── 提示文 ──

毎年12月、地元小学校で「朝の本の読み聞かせ」に関わっている。
今年は6年生に、ある国の大統領のスピーチ(絵本)を読んだ。
2012年、ブラジルのリオデジャネイロで国際会議が開かれ、環境が悪化した地球の未来について、話し合ったのだ。
会議の終わりのほうで、南米の国ウルグアイのムヒカ大統領が演壇に立った。
質素な背広にネクタイ無しのシャツ姿。
そう、かれは「世界で一番貧しい大統領」。
なぜ貧しいのか。給料の大半を貧しい人のために寄付し、大統領の公邸には住まず、町から離れた農場で奥さんと暮らす。
花や野菜を作り、古びた愛車を自分で運転して大統領の仕事に向かう。
会場の人たちは、小国の話に関心はなさそうだったが、演説が終わった時、大きな拍手が沸き起こった。
要約するとこんな話・・・・
今の文明は、私たちがより便利でよいものを手に入れようと様々なものを作り、世の中は驚くほど発展しました。
しかしそれによって、モノをたくさん作って売ってお金を儲け、もっともっと手に入れようとする、そんな社会を生み出したのです。

───

- _課題 1_
提示文に出てくる国名と都市名を、一つ残らず挙げよ。

── データ抜粋 ──

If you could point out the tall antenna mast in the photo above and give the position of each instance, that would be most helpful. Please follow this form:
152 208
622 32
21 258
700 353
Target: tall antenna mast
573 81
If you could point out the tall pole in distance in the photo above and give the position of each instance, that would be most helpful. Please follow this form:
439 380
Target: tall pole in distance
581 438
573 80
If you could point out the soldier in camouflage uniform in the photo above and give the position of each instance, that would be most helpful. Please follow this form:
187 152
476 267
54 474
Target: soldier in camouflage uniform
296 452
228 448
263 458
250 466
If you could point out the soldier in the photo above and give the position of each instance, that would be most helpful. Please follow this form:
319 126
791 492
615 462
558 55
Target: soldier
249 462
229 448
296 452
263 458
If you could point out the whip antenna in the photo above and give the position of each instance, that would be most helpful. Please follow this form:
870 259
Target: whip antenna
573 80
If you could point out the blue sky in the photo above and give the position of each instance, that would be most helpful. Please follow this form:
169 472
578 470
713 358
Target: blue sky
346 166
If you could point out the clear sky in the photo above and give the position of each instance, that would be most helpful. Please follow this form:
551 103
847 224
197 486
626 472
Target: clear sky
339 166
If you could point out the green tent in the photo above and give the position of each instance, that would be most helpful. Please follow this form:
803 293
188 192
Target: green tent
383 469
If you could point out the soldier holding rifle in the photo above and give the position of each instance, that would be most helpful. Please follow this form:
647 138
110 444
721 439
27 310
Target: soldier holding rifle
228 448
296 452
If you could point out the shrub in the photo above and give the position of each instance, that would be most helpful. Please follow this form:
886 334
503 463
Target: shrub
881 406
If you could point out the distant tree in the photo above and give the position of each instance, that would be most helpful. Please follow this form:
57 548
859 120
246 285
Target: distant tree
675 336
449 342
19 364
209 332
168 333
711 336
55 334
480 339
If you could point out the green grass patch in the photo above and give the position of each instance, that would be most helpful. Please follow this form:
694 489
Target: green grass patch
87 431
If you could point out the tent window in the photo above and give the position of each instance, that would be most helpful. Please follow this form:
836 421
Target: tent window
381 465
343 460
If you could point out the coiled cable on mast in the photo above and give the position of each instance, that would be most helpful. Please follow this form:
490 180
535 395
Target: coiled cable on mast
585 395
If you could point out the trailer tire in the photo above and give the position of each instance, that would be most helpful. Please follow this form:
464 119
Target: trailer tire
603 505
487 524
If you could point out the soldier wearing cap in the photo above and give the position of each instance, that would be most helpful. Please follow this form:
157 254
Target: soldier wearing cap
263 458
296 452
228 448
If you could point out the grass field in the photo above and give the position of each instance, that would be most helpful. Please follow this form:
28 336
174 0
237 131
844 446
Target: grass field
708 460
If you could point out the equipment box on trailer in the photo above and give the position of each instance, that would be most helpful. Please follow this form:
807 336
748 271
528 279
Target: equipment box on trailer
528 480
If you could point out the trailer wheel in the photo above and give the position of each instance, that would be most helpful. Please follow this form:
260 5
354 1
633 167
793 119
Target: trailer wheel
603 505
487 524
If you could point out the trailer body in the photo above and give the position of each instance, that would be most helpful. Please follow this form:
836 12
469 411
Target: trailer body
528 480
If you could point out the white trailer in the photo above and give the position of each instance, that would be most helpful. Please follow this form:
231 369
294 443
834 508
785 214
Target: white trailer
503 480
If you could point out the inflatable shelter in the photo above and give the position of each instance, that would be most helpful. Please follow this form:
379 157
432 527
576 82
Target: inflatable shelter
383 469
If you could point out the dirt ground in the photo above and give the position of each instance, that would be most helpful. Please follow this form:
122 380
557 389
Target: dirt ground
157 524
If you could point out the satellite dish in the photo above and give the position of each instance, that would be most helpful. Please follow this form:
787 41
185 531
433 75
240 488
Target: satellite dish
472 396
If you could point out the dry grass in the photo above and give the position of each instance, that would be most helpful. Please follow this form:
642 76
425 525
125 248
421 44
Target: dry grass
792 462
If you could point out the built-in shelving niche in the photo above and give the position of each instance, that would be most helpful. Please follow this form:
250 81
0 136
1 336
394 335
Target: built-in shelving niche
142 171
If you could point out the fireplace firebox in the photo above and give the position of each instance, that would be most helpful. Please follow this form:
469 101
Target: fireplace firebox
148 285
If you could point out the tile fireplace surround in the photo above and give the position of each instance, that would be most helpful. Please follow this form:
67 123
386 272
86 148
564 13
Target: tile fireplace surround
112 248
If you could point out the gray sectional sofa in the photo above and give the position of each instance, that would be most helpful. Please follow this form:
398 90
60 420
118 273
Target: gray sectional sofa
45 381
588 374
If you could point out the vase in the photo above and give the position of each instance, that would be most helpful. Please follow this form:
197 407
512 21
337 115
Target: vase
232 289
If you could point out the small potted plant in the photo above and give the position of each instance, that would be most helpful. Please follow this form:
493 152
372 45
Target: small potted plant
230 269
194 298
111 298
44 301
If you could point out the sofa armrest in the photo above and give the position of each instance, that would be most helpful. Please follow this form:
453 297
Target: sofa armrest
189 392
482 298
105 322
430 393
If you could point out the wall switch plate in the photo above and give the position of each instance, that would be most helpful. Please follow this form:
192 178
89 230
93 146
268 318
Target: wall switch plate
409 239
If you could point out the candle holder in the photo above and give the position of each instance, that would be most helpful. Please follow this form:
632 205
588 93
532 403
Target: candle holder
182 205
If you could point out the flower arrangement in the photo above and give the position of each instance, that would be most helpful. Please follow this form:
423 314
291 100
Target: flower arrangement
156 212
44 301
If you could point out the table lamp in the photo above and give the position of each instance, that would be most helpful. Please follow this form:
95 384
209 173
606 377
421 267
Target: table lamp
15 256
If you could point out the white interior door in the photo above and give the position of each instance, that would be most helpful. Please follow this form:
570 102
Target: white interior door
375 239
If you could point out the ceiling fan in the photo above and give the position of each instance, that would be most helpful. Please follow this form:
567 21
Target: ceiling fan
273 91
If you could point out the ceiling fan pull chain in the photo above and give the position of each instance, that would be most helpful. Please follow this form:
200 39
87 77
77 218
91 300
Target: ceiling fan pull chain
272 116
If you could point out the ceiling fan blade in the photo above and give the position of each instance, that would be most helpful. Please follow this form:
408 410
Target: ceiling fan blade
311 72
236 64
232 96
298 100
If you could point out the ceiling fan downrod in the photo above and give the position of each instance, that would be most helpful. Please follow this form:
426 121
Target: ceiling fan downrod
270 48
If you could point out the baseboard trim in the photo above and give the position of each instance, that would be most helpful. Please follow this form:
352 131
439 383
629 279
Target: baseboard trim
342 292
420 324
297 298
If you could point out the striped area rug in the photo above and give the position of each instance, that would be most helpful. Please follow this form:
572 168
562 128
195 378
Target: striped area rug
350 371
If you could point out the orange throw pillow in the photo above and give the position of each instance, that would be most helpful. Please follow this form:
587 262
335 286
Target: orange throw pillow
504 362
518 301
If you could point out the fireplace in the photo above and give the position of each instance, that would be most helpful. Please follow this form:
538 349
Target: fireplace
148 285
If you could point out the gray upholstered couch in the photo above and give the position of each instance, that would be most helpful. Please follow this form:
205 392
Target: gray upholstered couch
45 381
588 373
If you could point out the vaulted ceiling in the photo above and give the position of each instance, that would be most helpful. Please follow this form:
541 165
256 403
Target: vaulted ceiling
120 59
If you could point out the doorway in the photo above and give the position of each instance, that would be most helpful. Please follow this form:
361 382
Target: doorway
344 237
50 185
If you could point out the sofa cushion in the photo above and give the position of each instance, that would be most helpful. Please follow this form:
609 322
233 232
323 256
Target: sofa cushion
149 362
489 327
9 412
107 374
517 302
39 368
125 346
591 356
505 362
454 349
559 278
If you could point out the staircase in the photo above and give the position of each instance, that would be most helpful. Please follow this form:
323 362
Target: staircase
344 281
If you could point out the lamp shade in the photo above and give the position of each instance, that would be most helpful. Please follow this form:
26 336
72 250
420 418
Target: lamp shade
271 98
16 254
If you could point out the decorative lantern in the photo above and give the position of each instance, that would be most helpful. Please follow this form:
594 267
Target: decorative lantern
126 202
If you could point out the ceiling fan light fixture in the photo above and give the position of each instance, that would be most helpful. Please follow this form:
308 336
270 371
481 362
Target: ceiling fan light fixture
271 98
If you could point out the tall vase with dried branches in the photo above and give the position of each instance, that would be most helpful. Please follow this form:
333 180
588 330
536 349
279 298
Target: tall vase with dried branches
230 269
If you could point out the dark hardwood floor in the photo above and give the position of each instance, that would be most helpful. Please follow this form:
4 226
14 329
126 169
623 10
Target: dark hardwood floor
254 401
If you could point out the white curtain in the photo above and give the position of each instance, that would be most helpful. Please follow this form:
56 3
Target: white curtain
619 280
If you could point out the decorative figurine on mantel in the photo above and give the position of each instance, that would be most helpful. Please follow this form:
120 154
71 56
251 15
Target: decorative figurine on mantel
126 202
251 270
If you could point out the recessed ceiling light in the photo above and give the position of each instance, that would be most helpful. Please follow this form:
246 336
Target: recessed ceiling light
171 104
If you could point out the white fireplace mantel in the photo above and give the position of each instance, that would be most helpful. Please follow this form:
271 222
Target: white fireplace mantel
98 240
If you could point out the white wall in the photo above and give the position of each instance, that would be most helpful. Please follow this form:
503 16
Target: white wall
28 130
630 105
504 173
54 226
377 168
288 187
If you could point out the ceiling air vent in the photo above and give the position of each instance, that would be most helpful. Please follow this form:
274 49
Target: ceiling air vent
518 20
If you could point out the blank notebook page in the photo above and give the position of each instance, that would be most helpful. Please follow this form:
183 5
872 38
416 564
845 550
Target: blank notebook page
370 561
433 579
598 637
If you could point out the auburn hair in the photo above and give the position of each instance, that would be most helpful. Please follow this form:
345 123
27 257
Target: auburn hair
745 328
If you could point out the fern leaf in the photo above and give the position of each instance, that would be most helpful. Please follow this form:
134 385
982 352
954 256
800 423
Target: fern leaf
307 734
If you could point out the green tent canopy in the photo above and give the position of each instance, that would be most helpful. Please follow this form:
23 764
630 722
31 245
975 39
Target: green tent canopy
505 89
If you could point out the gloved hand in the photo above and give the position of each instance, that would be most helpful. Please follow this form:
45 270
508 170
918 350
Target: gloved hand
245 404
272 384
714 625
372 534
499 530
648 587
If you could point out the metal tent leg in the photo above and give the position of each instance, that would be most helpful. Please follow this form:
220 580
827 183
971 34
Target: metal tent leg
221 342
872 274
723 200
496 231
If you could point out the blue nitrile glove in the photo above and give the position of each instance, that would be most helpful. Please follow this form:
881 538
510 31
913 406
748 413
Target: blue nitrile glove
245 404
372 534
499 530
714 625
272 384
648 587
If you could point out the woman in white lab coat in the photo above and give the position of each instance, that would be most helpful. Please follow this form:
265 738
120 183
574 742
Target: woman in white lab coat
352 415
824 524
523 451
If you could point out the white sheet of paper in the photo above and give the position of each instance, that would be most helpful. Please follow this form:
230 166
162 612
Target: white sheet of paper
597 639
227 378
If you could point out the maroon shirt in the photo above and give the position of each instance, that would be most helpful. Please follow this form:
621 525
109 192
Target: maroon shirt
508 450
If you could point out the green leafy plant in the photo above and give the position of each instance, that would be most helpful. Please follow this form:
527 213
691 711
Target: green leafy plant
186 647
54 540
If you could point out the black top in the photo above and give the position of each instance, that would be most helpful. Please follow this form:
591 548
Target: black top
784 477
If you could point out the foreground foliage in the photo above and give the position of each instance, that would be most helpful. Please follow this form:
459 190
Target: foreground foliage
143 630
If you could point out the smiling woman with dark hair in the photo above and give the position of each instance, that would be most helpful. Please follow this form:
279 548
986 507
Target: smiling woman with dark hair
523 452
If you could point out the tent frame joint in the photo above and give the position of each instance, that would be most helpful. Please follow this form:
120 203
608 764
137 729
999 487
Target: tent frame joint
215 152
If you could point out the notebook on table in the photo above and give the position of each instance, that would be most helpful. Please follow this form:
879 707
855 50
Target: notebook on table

───

- _課題 2_
上の行のうち、「blank」という語を含むものをすべて抜き出してください。

- _解答 1_
ブラジル、リオデジャネイロ、ウルグアイ

- _解答 2_
If you could point out the blank notebook page in the photo above and give the position of each instance, that would be most helpful. Please follow this form:
Target: blank notebook page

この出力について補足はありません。